**Dataset entries**
----------------------------------------
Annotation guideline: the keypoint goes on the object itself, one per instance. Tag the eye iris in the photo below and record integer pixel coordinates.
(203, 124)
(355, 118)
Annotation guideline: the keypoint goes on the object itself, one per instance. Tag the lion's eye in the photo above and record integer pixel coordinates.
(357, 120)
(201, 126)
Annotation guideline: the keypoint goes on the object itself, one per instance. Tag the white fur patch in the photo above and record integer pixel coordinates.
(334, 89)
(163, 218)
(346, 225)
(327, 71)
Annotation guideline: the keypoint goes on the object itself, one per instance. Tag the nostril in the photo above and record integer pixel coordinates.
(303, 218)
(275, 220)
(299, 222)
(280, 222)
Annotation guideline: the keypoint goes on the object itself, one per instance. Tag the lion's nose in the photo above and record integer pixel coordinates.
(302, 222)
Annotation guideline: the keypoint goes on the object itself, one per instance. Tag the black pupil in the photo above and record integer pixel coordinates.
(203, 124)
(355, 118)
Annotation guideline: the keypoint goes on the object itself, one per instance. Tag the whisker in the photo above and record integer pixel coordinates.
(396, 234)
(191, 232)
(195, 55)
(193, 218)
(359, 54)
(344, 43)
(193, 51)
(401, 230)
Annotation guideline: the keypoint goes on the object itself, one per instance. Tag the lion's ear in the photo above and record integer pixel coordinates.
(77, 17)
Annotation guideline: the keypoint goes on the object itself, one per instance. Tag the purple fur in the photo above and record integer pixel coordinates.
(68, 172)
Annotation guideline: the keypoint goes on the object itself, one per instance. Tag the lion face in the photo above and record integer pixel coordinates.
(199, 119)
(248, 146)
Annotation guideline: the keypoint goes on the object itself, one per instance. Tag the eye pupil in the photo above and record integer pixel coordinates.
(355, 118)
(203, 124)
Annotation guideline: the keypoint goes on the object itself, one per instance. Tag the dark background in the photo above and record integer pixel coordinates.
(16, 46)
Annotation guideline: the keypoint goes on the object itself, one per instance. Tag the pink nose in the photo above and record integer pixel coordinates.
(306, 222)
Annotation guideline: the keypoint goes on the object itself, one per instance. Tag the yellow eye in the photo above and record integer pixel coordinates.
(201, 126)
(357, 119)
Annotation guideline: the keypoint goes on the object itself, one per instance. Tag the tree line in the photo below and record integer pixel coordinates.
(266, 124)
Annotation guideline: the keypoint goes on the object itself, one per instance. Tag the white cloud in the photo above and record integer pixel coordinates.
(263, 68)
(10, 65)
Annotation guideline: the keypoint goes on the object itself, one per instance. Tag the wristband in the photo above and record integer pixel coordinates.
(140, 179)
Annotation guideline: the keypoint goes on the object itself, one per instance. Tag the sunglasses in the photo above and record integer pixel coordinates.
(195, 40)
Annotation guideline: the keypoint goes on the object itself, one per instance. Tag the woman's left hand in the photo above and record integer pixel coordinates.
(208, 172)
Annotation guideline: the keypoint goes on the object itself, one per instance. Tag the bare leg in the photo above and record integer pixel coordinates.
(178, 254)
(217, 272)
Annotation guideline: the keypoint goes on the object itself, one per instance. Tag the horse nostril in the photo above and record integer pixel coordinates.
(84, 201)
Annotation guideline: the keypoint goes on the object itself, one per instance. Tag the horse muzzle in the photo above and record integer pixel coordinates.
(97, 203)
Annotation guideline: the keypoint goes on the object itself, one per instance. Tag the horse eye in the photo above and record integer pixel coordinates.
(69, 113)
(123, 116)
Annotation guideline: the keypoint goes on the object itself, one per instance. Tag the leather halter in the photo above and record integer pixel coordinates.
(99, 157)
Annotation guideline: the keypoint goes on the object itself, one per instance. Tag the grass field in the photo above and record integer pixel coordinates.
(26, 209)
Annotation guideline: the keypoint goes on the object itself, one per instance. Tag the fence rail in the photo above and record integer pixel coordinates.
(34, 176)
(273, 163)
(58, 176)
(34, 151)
----------------------------------------
**WHAT THE EXERCISE ASKS**
Starting with the line that contains "Tag the tree", copy each line through the end of the data exactly, and leave out all earlier lines.

**RESPONSE BELOW**
Annotation guideline: the keypoint goes on the object itself, one per instance. Tag the tree line in the photo below and record integer pixel coordinates.
(266, 124)
Annotation guideline: the keypoint goes on the object itself, one per instance. Tag the white cloud in the photo above and record integer pixel coordinates.
(263, 68)
(10, 65)
Annotation guideline: the keypoint goes on the object itself, one per instance. Tag the wristband in the photo above and record integer pixel coordinates.
(140, 179)
Annotation guideline: the keypoint goes on the object itself, one per instance. Tag the sunglasses in the photo above and record integer pixel coordinates.
(195, 40)
Annotation guideline: the keypoint goes on the object itself, one per instance. Tag the woman's left hand in the photo above and record integer pixel coordinates.
(208, 172)
Annotation guideline: the keypoint goes on the object itself, one per instance. Tag the bare leg in the photo above and record integer pixel coordinates.
(178, 254)
(217, 272)
Annotation guideline: the keypoint goes on the object itself, one per instance. Tag the horse nostril in the photo above and record integer pixel coordinates.
(84, 201)
Annotation guideline: the keypoint goes on the object itself, one per instance. Tag the horse muzzle in the photo above and record integer pixel coordinates.
(97, 203)
Annotation guideline: the keypoint goes on the object itself, one per instance. Tag the horse eye in the photo above and record integer pixel coordinates.
(69, 113)
(123, 116)
Annotation guideline: the keypoint goes on the object itself, one per instance. Tag the leather halter in the photo above and record integer pixel coordinates.
(99, 157)
Annotation guideline: the keypoint goes on the object itself, one per instance. Tag the grass field in the photo above and record integer pixel coordinates.
(26, 209)
Annotation guideline: the keypoint goes on the object itself, one per instance. Tag the fence rail in the photo above and record integer pixel coordinates.
(34, 176)
(273, 163)
(58, 176)
(34, 151)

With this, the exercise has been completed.